— start DOCUMENT PASSAGE —

# 1976 Aqusport 170 CC Rebuild



## Ocean Master

I purchased this boat from a forum member this winter. The hull and floor were found to be structurally sound. There were some blisters on the transom that were ground out and taken care of with West Systems Epoxy as were the hundreds of screw holes and other unneeded holes. 

Tom Kennedy was hired to do the body work and painting on the items I could not reach (I am in a wheelchair) and he has done a fantastic job. The boat is now in primer and the hull will be painted with Awgip's Fighting Lady Yellow and Sky Blue on the deck. 

The 115 Evinrude I will be using is being rebuilt by Shane Livingston and will be repainted by another forum member to be determined.


----------



## JD7.62

I cant wait to see how it turns out.


----------



## Ocean Master

Hey Jason,

It's finally coming around. Boat and center console are now in primer. New gas tank built and ready to be tested. I fit the new gauges in the console before finish painting so it's ready also. Only about $8,000.00 spent so far including the purchase price. It would never sell for what it takes but it is a fun project. All the switches and wiring have been purchased. Only a few more thousand to go..!!!


----------



## Ocean Master

I will be taking bids on repainting the 1998 Evinrude 115. I will want the entire exterior of the motor custom painted. The cowling will be painted base/clear coat with custom lettering and stripping. No body work needed. Everything will be prepped and ready for a wipe down w/pre paint and sprayed.


----------



## Ocean Master

Console and gauge layout.


----------



## Ocean Master

I didn't have any purple wire for the 12v + feed so I used red. It will be marked at the terminal block. I also used black for the 12v - instead of yellow. Yellow will be used for ground on the switches and panel.

— end DOCUMENT PASSAGE —
— start RECORDS FOR PROCESSING —

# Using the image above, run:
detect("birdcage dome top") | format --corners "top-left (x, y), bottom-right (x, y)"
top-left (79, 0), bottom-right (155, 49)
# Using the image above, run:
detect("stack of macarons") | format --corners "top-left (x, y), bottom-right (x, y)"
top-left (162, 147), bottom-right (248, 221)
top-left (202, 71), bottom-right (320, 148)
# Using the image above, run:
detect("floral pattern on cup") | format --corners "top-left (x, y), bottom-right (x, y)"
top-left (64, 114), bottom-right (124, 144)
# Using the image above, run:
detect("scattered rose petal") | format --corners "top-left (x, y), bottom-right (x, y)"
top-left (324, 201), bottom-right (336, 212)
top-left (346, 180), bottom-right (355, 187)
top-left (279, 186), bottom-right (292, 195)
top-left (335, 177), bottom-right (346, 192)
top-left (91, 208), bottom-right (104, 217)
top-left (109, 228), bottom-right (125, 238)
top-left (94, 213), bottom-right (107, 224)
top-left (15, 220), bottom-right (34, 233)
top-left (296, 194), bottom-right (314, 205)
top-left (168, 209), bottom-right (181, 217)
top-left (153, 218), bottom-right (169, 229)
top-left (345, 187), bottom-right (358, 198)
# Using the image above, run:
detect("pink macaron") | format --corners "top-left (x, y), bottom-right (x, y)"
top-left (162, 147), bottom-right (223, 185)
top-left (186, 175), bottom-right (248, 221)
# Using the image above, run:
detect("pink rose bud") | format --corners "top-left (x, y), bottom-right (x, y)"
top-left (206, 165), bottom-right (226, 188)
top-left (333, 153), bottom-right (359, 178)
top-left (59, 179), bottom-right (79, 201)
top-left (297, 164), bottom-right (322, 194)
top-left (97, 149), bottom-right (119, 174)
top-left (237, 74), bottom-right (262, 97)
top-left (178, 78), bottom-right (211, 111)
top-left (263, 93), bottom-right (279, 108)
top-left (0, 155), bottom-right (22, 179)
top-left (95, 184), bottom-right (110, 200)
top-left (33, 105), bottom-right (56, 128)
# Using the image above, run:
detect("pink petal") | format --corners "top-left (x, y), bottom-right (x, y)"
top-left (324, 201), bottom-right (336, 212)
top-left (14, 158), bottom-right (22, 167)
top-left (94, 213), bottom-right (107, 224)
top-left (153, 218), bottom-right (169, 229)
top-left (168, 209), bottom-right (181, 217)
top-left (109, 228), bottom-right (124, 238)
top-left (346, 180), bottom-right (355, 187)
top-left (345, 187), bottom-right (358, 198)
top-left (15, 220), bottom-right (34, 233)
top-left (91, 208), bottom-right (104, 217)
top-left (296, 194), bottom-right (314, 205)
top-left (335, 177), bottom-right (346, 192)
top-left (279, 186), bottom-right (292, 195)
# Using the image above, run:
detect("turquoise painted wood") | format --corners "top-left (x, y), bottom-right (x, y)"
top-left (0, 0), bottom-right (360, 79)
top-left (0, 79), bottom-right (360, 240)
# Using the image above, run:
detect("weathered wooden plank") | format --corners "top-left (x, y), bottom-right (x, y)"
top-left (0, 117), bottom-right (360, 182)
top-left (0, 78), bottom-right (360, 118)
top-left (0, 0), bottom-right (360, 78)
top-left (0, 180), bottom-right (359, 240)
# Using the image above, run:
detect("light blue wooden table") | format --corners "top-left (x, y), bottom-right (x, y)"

— end RECORDS FOR PROCESSING —

▸ **TASKS TO COMPLETE**:
**1.** Print the rows from their first line through the line holding "top-left (202, 71), bottom-right (320, 148)", inclusive, reproducing each line verbatim.
**2.** Write the next part of the boat rebuild thread, picking up after its final post.
The boat rebuild thread and the rows are unrelated material.

▸ **ANSWERS FOR THE EXERCISE**:
**1.**
# Using the image above, run:
detect("birdcage dome top") | format --corners "top-left (x, y), bottom-right (x, y)"
top-left (79, 0), bottom-right (155, 49)
# Using the image above, run:
detect("stack of macarons") | format --corners "top-left (x, y), bottom-right (x, y)"
top-left (162, 147), bottom-right (248, 221)
top-left (202, 71), bottom-right (320, 148)

**2.**
----------



## oxbeast1210

Its going to be a nice looking rig looking forward to seeing the progress!!
Is that your boat in your Avatar?


----------



## Ocean Master

Yes the 31' Ocean Master boat built by Mark Haupner in Ft. Pierce, FL. If you go to their website www.oceanmasterboats.com you can see all of the items installed. My boat is shown under the 31' section of their site.

FLIR night vision.
High pressure misting system for the hot days.
Auto pilot.
Glendinng Controls.
30 gallon water tank and marine head.
Cut out and door on side for wheelchair entry.
Custom electric seating. Up and down, forward and aft.
Custom tackle center with cooler and sink.
Outlets for electric reels.
Blue or red cockpit lighting.
Blue underwater lighting.


----------



## oxbeast1210

wow that's an awesome boat are you keeping the aquasport or not sure yet?

Sent from samsung Galaxy note using Forum Runner


----------



## bayougrande

i'm doing some updating on a 1989 17'cc aquasport also. PLEASE keep the pics coming....i love these little boats. And if anyone has ever ridden on one....great ride quality. :yes:


----------



## oxbeast1210

ocean master what where the boxes attached to the transom for?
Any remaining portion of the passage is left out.